What you have to do: Duplicate every line of the material below without changing anything.

Recorded data:
▼
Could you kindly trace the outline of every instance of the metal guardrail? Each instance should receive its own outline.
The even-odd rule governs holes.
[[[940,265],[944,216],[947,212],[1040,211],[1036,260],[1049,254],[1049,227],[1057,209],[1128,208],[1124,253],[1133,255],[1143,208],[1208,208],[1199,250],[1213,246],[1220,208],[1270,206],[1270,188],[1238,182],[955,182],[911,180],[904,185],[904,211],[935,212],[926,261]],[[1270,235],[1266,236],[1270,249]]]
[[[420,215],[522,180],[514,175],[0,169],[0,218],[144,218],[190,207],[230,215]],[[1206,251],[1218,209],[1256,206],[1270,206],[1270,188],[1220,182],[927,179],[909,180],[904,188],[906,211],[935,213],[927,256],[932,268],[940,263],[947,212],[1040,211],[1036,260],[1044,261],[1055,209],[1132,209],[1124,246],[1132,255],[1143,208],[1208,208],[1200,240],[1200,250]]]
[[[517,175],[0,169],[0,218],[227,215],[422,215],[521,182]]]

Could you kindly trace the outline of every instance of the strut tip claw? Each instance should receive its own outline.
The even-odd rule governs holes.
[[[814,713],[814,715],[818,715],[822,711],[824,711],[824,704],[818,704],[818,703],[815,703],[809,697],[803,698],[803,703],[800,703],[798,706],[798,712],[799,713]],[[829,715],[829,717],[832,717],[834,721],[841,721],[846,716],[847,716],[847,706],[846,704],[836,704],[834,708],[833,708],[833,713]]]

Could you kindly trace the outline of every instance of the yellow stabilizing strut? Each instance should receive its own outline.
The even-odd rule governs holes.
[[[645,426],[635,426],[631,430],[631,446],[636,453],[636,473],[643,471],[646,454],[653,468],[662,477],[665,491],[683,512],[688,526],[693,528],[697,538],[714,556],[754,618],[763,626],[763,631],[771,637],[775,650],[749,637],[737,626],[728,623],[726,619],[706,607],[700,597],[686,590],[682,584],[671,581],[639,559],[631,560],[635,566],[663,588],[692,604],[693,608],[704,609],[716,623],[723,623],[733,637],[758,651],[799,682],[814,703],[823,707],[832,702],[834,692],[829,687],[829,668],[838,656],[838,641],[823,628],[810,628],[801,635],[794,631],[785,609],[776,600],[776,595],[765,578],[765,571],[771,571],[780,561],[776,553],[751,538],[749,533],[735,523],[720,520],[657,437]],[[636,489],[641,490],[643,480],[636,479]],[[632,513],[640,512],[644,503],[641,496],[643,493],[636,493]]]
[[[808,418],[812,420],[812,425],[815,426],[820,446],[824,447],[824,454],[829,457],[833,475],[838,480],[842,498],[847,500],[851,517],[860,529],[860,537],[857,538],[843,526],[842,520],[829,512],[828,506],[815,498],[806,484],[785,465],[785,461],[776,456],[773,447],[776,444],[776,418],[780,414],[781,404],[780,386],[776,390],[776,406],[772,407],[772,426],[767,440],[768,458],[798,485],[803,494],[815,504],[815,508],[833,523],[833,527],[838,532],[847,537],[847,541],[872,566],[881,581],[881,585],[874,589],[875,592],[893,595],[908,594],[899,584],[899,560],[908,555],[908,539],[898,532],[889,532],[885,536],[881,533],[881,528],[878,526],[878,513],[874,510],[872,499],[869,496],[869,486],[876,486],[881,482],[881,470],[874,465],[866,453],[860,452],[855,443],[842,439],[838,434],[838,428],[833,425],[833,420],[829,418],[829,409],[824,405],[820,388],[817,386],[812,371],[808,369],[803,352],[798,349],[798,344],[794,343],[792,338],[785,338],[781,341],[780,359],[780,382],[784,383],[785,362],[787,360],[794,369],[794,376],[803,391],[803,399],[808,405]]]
▲
Response to this exercise:
Could you kindly trace the outline of every instance of the metal guardrail? Each instance should receive its own outline.
The even-odd rule governs holes.
[[[940,265],[944,216],[947,212],[1040,211],[1036,260],[1049,254],[1049,227],[1057,209],[1128,208],[1124,253],[1133,255],[1143,208],[1208,208],[1199,250],[1213,246],[1220,208],[1270,206],[1270,188],[1238,182],[955,182],[911,180],[904,185],[904,211],[935,212],[926,261]],[[1270,235],[1266,236],[1270,249]]]
[[[420,215],[522,180],[514,175],[0,169],[0,218],[144,218],[190,207],[230,215]],[[1206,251],[1218,209],[1256,206],[1270,206],[1270,188],[1220,182],[927,179],[909,180],[904,188],[906,211],[935,213],[927,256],[932,268],[940,263],[947,212],[1040,211],[1036,260],[1044,261],[1055,209],[1132,209],[1124,246],[1132,255],[1143,208],[1208,208],[1200,240],[1200,250]]]
[[[517,175],[0,169],[0,218],[227,215],[422,215],[521,182]]]

Could you kindly trace the outline of every instance of the strut tip claw? Each instance should receive its own outline.
The even-odd rule governs holes.
[[[814,713],[814,715],[818,715],[822,711],[824,711],[824,704],[818,704],[818,703],[815,703],[809,697],[803,698],[803,703],[800,703],[798,706],[798,712],[799,713]],[[829,715],[829,717],[832,717],[834,721],[841,721],[846,716],[847,716],[847,706],[846,704],[836,704],[834,708],[833,708],[833,713]]]

Could you kindly trace the outline of every instance of the yellow stabilizing strut? Each instance should receive its own outline.
The even-odd rule governs holes.
[[[645,426],[635,426],[631,430],[631,446],[636,453],[636,473],[643,471],[646,454],[653,468],[662,477],[665,491],[683,512],[688,526],[693,528],[697,538],[714,556],[754,618],[763,626],[763,631],[771,637],[775,650],[749,637],[737,626],[728,623],[726,619],[706,607],[700,597],[686,590],[682,584],[671,581],[639,559],[631,560],[635,566],[663,588],[692,604],[693,608],[704,609],[716,623],[723,623],[733,637],[758,651],[799,682],[814,703],[823,707],[832,702],[834,692],[829,687],[829,668],[838,656],[838,641],[823,628],[810,628],[801,635],[794,631],[785,609],[776,600],[776,595],[765,578],[765,571],[771,571],[780,561],[776,553],[751,538],[749,533],[735,523],[720,520],[657,437]],[[636,489],[641,490],[643,480],[636,479]],[[632,513],[640,512],[644,503],[641,496],[643,493],[636,493]]]
[[[808,418],[812,420],[812,425],[815,426],[820,446],[824,447],[824,454],[829,457],[833,475],[838,480],[842,498],[847,500],[851,517],[860,529],[860,537],[857,538],[843,526],[842,520],[829,512],[828,506],[815,498],[806,484],[785,465],[785,461],[776,456],[773,447],[776,444],[776,418],[780,414],[781,404],[780,386],[776,390],[776,406],[772,407],[772,426],[767,440],[768,458],[798,485],[803,494],[815,504],[815,508],[833,523],[833,527],[838,532],[847,537],[847,541],[872,566],[881,581],[881,585],[874,589],[875,592],[893,595],[908,594],[899,584],[899,560],[908,555],[908,539],[898,532],[889,532],[885,536],[881,533],[881,528],[878,526],[878,513],[874,510],[872,499],[869,496],[869,486],[876,486],[881,482],[881,470],[874,465],[866,453],[860,452],[855,443],[842,439],[838,434],[838,428],[833,425],[833,420],[829,418],[829,409],[824,405],[820,388],[817,386],[812,371],[808,369],[803,352],[798,349],[798,344],[794,343],[792,338],[785,338],[781,341],[780,359],[780,382],[784,383],[785,362],[787,360],[794,369],[794,376],[803,391],[803,399],[808,405]]]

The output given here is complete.